SFIDA A – Stampa dalla sezione del documento il passo che va da "Va al riguardo" fino a "diritto di proprietà." compreso, senza alcuna modifica.
+++ SEZIONE DEL DOCUMENTO +++
Con tale decisione è stato, infine, precisato che tale art. 43 è applicabile anche nei confronti delle procedure nelle quali risulti intervenuta prima dell’entrata in vigore del D.P.R. n. 327 del 2001 la dichiarazione di pubblica utilità, indifferibilità ed urgenza; con la conseguenza che tale disposizione consente, in caso di apprensione e modifica di res sine titulo o con titolo annullato, la possibilità di neutralizzare la domanda di restituzione della parte interessata o con l’adozione di un atto formale preordinato all’acquisizione del bene (con corresponsione di quanto spettante a titolo risarcitorio) o con la speciale domanda giudiziale formulata nel processo di cui è parola nello stesso art. 43.
Ciò posto, sembra al Collegio evidente dall’esame degli scritti difensivi della parte resistente che questa non sia disposta a restituire il bene in questione, che è utilizzato per fini pubblici e che, pertanto, la parte ricorrente abbia diritto al risarcimento per la perdita del bene. Peraltro, va, in aggiunta, ricordato che la stessa parte ricorrente non ha chiesto con il ricorso la restituzione dei beni immobili in questione, ma esclusivamente il pagamento di una somma a titolo di risarcimento dei danni.
4. – Tale richiesta con riferimento a quanto sopra esposto non può non esser accolta, in quanto dall’esame degli atti sembra evidente che alla data odierna l’occupazione in atto sia abusiva, né sembra per un verso che il diritto al risarcimento dei danni si sia prescritto.
Va al riguardo ricordato che, esaminando una controversia analoga a quella ora all’esame, il Giudice di appello ha di recente avuto modo di chiarire (Cons. St., sez. IV, 27 maggio 2007,) la mancanza di pregio dei principi più volte affermati praeter legem dalla giurisprudenza, per i quali anche in assenza di un atto di natura ablatoria, l’Amministrazione acquista a titolo originario la proprietà dell’area altrui, quando su di essa abbia realizzato in tutto o in parte un’opera pubblica, in attuazione della dichiarazione della pubblica utilità e che dalla data in cui si verifica tale acquisto, comincia a decorrere il termine quinquennale per il risarcimento del danno, derivante dalla perdita del diritto di proprietà.
+++ MATERIALE DI LAVORO +++
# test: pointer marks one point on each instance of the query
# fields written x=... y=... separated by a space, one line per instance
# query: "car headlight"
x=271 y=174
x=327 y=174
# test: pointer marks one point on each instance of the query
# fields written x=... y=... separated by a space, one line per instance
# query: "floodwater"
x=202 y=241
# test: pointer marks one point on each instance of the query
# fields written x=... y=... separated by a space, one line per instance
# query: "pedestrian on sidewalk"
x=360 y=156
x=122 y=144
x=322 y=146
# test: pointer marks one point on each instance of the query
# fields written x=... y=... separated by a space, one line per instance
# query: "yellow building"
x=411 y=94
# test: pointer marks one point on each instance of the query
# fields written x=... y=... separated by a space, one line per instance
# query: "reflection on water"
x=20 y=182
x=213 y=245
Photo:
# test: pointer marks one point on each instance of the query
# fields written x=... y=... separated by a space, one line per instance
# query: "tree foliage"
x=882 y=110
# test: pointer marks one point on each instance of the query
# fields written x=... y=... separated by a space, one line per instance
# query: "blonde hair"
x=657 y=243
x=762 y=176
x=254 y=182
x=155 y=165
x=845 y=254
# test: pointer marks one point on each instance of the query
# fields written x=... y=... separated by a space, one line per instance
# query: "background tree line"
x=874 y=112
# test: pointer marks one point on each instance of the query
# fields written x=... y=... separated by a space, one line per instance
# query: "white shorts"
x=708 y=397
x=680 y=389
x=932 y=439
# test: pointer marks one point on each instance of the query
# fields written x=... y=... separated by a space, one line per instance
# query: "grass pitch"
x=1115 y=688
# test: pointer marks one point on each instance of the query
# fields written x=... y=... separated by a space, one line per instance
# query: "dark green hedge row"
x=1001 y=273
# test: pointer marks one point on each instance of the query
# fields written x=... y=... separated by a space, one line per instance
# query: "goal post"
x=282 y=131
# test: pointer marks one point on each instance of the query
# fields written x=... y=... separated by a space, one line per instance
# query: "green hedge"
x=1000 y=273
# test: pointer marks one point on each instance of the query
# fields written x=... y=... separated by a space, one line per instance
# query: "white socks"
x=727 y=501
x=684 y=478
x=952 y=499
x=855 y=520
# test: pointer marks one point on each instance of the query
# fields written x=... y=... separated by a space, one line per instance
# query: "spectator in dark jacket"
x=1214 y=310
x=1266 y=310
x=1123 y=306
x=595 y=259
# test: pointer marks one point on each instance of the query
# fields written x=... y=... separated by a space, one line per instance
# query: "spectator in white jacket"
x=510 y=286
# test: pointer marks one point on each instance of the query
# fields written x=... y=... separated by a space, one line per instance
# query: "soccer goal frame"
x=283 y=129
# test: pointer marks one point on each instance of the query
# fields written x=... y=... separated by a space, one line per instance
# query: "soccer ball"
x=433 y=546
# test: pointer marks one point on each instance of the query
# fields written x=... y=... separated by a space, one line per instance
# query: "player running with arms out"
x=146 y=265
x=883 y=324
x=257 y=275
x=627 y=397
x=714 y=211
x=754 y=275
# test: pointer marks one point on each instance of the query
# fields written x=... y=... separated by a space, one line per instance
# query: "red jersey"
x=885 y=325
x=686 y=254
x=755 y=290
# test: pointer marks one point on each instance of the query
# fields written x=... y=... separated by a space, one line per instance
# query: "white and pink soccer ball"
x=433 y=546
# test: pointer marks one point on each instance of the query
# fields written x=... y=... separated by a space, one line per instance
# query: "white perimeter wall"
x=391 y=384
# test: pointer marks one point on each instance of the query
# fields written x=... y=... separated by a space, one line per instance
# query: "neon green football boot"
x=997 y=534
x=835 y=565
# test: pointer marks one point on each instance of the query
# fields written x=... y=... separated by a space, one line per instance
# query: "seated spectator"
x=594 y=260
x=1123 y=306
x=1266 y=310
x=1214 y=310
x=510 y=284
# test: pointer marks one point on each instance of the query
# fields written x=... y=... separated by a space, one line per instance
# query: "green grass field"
+++
SFIDA B – Restituisci tali e quali le righe delle voci, dall'inizio delle voci fino alla riga che contiene "x=202 y=241", inclusa.

RISPOSTA SVOLTA A –
Va al riguardo ricordato che, esaminando una controversia analoga a quella ora all’esame, il Giudice di appello ha di recente avuto modo di chiarire (Cons. St., sez. IV, 27 maggio 2007,) la mancanza di pregio dei principi più volte affermati praeter legem dalla giurisprudenza, per i quali anche in assenza di un atto di natura ablatoria, l’Amministrazione acquista a titolo originario la proprietà dell’area altrui, quando su di essa abbia realizzato in tutto o in parte un’opera pubblica, in attuazione della dichiarazione della pubblica utilità e che dalla data in cui si verifica tale acquisto, comincia a decorrere il termine quinquennale per il risarcimento del danno, derivante dalla perdita del diritto di proprietà.

RISPOSTA SVOLTA B –
# test: pointer marks one point on each instance of the query
# fields written x=... y=... separated by a space, one line per instance
# query: "car headlight"
x=271 y=174
x=327 y=174
# test: pointer marks one point on each instance of the query
# fields written x=... y=... separated by a space, one line per instance
# query: "floodwater"
x=202 y=241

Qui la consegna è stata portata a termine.